**GIVEN REQUEST**: Pull out every line in the rows below that contains the word "window", matching case exactly.

* begin *

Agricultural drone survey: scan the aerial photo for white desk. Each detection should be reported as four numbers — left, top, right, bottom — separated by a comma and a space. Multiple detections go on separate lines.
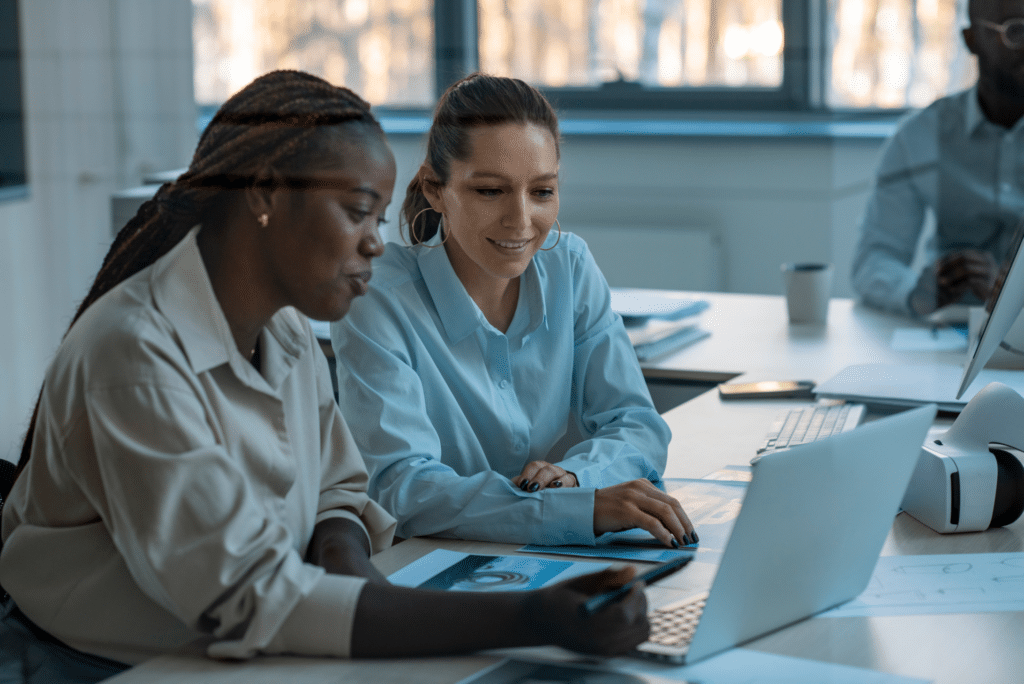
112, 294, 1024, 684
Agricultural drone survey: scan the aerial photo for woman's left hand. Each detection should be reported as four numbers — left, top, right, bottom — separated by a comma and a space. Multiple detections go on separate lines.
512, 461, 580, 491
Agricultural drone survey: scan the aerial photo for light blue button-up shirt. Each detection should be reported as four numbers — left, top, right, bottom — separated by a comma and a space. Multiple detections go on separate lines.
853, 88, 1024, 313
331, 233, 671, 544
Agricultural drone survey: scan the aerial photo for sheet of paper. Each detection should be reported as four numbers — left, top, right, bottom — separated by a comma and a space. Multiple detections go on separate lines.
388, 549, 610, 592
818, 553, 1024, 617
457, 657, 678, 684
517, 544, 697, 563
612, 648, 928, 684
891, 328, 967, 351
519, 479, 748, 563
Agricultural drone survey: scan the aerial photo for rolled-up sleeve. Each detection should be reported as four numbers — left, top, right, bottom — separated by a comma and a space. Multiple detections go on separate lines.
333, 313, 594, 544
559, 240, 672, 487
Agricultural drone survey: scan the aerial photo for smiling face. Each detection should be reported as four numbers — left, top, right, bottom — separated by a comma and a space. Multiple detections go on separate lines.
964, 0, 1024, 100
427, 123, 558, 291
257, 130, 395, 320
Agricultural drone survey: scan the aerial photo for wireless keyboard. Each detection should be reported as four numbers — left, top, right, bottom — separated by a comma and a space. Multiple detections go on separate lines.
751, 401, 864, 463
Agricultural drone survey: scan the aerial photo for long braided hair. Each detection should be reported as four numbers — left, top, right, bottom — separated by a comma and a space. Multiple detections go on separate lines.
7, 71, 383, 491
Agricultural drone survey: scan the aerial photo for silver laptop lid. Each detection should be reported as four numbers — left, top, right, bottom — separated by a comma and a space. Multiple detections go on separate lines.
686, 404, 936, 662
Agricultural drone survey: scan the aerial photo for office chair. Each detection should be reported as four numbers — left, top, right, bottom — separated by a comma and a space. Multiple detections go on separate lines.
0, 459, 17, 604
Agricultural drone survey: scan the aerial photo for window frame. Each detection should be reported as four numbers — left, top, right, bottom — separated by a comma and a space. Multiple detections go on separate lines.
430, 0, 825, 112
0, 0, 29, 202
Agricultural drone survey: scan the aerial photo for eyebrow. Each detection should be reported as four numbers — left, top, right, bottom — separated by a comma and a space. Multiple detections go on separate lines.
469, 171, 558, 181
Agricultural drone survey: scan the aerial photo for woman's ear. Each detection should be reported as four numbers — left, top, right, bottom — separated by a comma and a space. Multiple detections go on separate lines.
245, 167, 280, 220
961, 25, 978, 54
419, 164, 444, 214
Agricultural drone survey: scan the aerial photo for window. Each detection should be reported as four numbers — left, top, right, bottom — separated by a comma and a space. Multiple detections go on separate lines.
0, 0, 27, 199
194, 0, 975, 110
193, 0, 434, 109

* end *

**REPLY**:
Agricultural drone survey: scan the aerial photo for window frame. Each detection should be reported as four numbers — left, top, right, bottom — separated by a comma and a space. Multiple detections go on separate lines.
Agricultural drone survey: scan the aerial photo for window. Each detection should be reported as four numbers — left, top, right, bottom — separated by a comma and a space. Multiple detections go on separate lines.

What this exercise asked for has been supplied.